**Task instructions:**
1. Using the bellydance blog post, decide whether each statement agrees with it, answering yes or no and quoting the words that settle each one: (a) The writer came across the video through Facebook. (b) The writer holds that tribal is no longer bellydance. (c) The video was filmed at a show in Montreal.
2. Write the next part of the bellydance blog post, picking up after its final sentence.

— START OF Excerpted passage —

I was linked up to this via Facebook–a video clip that was taken of Amy Sigil chatting up some more traditional bellydancers and folk dancers at a show in Toronto. The video and my thoughts after the jump:

My thoughts:
I love Amy’s fearlessness and raw energy. It’s inspiring, and I adore that girl. And I gotta say, I am glad to hear her talking frankly about not being bellydance, because as much as I love her and admire Unmata’s style of entertainment, it can be frustrating to see non-bellydance performers dominating the bellydance stages and workshops. A lot of bellydancers work really hard at their craft, specifically the delicate and sometimes frustrating task of trying to make one’s style unique and different while maintaining a strong balance with and connection to bellydance. And honestly, it’s hard to see so much OMG!-Bellydance Glory being devoted to performers who are not actually *performing bellydance* or doing the difficult work of striking that balance.

And believe me, I am well aware of the seeming irony that this is a similar argument that more traditional bellydancers had to say about ATS when it came on the scene, but I would argue that tribal (as I define it and primarily perform it) is still bellydance, even if it treats music, staging, and costuming dramatically differently from what had come before. Not so with so many modern fusions which no longer maintain any significant thread of bellydance in their work. It is these latter fusions that leave me scratching my head and feeling disheartened with regard to my own struggles to keep the art of bellydance alive and thriving–recognizably an expression of bellydance, and not whatever new thing came down the pike.

— END OF Excerpted passage —
— START OF Source excerpt —

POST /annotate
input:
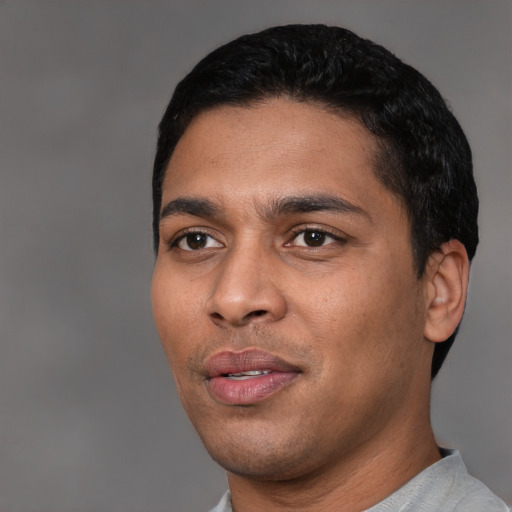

— END OF Source excerpt —

**Answer list:**
1.
(a) Yes: "I was linked up to this via Facebook"
(b) No: "I would argue that tribal (as I define it and primarily perform it) is still bellydance"
(c) No: "at a show in Toronto"

2.
I just keep plugging away at what I believe in, and the “boundaries” I understand to exist which define the art in time and space, and try to keep it fresh without loosing that connective tissue that is so important, I think, to the true evolution of bellydance in the new millennium. I don’t mean to sound like some kind of downtrodden martyr–on the contrary, I feel it is an honor and a privilege to get to perform this dance as I do! But sometimes, some days, it does get a little exhausting and frustrating…like a two steps forward, one step back kind of struggle to keep bellydance…ya know…bellydance!

(BTW, some more interview with Amy and some more video clips as well at http://www.gildedserpent.com/art44/amyinterview.htm Check ’em out!)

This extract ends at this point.